START Excerpted data

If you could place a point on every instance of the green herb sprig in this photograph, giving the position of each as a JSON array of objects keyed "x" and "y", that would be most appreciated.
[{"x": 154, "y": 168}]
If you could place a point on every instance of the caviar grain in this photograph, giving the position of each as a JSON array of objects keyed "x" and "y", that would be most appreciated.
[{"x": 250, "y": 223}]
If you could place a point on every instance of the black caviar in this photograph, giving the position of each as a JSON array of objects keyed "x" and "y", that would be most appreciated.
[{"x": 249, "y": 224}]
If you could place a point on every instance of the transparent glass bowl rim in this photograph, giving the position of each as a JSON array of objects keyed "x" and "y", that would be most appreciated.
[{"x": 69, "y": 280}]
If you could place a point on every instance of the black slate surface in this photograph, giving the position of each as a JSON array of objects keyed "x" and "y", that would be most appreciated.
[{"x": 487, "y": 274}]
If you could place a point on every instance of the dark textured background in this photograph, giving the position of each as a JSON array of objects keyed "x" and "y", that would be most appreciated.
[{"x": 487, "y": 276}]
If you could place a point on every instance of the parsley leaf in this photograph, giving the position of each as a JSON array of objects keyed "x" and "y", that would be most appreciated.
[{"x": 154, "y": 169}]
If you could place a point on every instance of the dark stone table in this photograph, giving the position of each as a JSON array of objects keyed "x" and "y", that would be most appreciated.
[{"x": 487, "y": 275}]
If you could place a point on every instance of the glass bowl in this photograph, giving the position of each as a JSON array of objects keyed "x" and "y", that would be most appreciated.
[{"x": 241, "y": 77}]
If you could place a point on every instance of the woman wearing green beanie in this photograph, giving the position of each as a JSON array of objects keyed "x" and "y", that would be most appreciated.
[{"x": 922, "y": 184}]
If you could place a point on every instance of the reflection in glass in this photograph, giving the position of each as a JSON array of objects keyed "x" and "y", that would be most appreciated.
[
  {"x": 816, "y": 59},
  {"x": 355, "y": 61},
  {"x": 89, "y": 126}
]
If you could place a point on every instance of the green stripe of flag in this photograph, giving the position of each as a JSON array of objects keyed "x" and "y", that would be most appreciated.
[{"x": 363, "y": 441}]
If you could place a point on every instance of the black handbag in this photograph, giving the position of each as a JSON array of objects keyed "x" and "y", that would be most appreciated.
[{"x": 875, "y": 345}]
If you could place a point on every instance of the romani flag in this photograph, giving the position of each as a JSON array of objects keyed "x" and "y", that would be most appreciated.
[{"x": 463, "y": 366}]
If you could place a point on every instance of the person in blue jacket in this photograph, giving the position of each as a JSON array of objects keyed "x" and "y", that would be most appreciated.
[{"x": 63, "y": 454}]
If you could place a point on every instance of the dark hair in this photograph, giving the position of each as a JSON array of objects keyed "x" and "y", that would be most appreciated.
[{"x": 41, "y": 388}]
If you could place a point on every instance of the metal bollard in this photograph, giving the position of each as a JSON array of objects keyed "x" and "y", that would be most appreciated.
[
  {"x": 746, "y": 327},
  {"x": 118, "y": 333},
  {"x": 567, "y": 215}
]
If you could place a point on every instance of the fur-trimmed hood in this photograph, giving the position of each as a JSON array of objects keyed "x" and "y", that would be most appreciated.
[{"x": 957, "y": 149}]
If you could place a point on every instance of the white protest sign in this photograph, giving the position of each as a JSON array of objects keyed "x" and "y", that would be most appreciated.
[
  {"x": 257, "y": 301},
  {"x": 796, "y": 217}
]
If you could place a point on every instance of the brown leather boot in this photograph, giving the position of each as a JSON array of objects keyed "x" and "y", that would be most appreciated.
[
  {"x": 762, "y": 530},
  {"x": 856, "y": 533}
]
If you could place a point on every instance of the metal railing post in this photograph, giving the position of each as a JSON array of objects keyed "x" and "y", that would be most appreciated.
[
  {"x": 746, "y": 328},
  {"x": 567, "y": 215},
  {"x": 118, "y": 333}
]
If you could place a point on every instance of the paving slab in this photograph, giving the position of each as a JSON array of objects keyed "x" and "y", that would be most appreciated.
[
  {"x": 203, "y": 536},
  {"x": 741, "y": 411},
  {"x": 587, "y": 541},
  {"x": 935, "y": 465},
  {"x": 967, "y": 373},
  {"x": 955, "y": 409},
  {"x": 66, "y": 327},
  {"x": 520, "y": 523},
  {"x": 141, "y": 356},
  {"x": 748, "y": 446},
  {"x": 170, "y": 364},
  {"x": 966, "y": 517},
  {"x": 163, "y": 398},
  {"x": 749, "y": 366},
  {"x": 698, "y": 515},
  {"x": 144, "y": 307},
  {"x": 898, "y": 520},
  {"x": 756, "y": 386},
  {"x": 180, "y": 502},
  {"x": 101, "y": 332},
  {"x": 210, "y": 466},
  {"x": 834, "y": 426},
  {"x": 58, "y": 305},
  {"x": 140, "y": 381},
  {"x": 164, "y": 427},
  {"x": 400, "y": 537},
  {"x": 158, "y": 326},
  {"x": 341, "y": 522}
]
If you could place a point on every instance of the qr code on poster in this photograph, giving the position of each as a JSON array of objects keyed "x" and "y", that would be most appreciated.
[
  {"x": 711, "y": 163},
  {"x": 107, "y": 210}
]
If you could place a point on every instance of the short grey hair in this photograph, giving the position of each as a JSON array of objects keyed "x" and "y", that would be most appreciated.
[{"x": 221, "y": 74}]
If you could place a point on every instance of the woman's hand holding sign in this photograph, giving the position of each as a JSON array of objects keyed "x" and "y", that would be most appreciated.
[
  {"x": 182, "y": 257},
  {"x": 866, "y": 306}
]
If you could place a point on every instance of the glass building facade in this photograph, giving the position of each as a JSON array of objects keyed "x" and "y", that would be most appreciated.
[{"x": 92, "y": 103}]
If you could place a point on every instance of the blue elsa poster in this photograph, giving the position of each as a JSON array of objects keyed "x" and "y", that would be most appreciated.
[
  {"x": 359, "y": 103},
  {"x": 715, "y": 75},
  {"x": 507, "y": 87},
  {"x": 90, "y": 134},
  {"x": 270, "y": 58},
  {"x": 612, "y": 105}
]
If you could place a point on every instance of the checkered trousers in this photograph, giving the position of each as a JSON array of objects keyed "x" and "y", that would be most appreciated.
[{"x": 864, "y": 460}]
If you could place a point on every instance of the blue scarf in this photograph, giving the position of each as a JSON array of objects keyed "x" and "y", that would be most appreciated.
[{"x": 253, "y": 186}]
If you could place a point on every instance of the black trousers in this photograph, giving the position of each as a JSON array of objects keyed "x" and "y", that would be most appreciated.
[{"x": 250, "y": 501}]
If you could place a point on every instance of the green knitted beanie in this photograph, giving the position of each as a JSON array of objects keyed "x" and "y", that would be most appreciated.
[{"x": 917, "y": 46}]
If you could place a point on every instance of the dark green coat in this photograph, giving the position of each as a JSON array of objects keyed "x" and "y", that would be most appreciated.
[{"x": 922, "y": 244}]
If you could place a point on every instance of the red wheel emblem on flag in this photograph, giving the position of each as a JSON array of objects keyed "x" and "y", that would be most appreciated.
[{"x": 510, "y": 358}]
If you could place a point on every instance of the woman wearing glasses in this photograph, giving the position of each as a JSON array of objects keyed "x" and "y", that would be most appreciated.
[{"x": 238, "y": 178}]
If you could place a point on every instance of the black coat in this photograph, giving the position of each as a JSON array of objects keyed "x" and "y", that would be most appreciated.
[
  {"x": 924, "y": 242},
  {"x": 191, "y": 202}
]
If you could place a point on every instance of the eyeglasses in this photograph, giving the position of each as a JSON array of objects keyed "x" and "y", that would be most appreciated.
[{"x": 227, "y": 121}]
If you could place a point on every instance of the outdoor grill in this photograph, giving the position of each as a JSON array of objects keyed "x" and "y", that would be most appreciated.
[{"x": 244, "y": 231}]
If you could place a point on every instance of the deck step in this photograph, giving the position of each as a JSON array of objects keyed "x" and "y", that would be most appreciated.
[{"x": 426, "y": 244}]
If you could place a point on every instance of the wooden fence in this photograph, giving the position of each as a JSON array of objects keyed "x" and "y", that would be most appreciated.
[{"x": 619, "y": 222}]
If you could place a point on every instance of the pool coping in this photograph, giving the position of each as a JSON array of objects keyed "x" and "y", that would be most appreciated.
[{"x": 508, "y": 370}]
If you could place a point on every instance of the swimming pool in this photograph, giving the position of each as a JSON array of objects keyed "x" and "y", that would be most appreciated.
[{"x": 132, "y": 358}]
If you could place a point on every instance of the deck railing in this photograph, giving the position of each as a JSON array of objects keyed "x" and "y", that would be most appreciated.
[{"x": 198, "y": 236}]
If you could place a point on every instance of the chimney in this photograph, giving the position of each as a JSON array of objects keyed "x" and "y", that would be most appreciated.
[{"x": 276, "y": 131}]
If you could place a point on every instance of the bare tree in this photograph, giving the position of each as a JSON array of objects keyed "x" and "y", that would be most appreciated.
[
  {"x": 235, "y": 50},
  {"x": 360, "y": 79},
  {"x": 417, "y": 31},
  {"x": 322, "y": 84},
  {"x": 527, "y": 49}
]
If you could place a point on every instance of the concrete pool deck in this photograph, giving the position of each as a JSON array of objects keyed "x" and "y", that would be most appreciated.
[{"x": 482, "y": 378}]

END Excerpted data

▶ Goal of the exercise: Only the lines from the one containing "the deck step" through the end of the entries above belong in the answer; repeat them exactly.

▶ Full solution:
If you could place a point on every instance of the deck step in this photograph, giving the position of each as a JSON array of objects keyed "x" and "y", that would be most appreciated.
[{"x": 426, "y": 244}]
If you could place a point on every instance of the wooden fence in this photograph, giving the position of each as a JSON array of objects keyed "x" and "y", that would be most appreciated.
[{"x": 619, "y": 222}]
If you could place a point on every instance of the pool coping in this photograph, giving the position of each as a JSON array of objects keyed "x" and "y", that would be most appreciated.
[{"x": 508, "y": 370}]
If you could place a point on every instance of the swimming pool in this photograph, giving the position of each as a JSON array of objects keyed "x" and "y", that would be most appreciated.
[{"x": 132, "y": 358}]
If you could place a point on every instance of the deck railing in this photograph, giving the position of each as a JSON array of objects keyed "x" and "y", that would be most appreciated.
[{"x": 198, "y": 236}]
If you could place a point on every instance of the chimney in this photograph, giving the position of each as a JSON array of objects keyed "x" and "y", that would be most appreciated.
[{"x": 276, "y": 131}]
If you could place a point on every instance of the bare tree in this photograph, giving the position of each as a JSON array of objects keyed "x" and "y", that would be most appreciated.
[
  {"x": 235, "y": 50},
  {"x": 360, "y": 79},
  {"x": 417, "y": 31},
  {"x": 322, "y": 84},
  {"x": 527, "y": 49}
]
If you could place a point on every instance of the concrete pool deck in this photograph, giving the position of each as a JSON array of objects keyed "x" and "y", that would be most appreciated.
[{"x": 482, "y": 378}]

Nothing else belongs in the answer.